_TASKS FOR THIS EXERCISE_:
#1 List every passage that the article on the Aceh oil palm concession places inside quotation marks.
#2 Please reproduce the article on the Aceh oil palm concession word for word between "Irwandi however lost" and "and Degradation) program.", inclusive.

A high ranking Indonesian official is investigating the controversial grant of an oil palm concession within an area of protected peat forest in Aceh on the island of Sumatra, reports the Jakarta Globe. Critics of the oil palm concession, which is run by PT Kallista Alam, say it was granted in violation of a national moratorium on peat forest conversion and is opposed by locals. Conservationists argue that the area is also protected as part of the Leuser Ecosystem. Kuntoro agreed that the circumstances around the concession are irregular.
Last week Aceh Governor Irwandi Yusuf admitted that the concession was “morally wrong”. He added that his aim in granting the permit was to raise awareness that the world has been slow to make good on a commitment to support efforts to protect Aceh’s forests. “The international community think our forest is a free toilet for their carbon,” he told the Sydney Morning Herald. “Every day they are saying they want clean air and to protect forests…but they want to inhale our clean air without paying anything.”
Irwandi however lost his re-election bid for governor Monday. The impact on his election loss on Aceh’s forests in uncertain. Until the Tripa controversy, Irwandi had been a champion of forest preservation efforts. He unilaterally established a moratorium on deforestation on 2007 and emerged as a leader within the Governors’ Climate and Forest Task Force, an initiative which aims to create interim financial incentives between states and provinces in rich and tropical nations ahead of the REDD+ (Reducing Emissions from Deforestation and Degradation) program.

_SOURCE DATA_:
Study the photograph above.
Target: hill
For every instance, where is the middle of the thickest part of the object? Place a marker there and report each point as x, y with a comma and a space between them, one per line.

_EXERCISE ANSWERS_:
#1
- "morally wrong"
- "The international community think our forest is a free toilet for their carbon,"
- "Every day they are saying they want clean air and to protect forests…but they want to inhale our clean air without paying anything."

#2
Irwandi however lost his re-election bid for governor Monday. The impact on his election loss on Aceh’s forests in uncertain. Until the Tripa controversy, Irwandi had been a champion of forest preservation efforts. He unilaterally established a moratorium on deforestation on 2007 and emerged as a leader within the Governors’ Climate and Forest Task Force, an initiative which aims to create interim financial incentives between states and provinces in rich and tropical nations ahead of the REDD+ (Reducing Emissions from Deforestation and Degradation) program.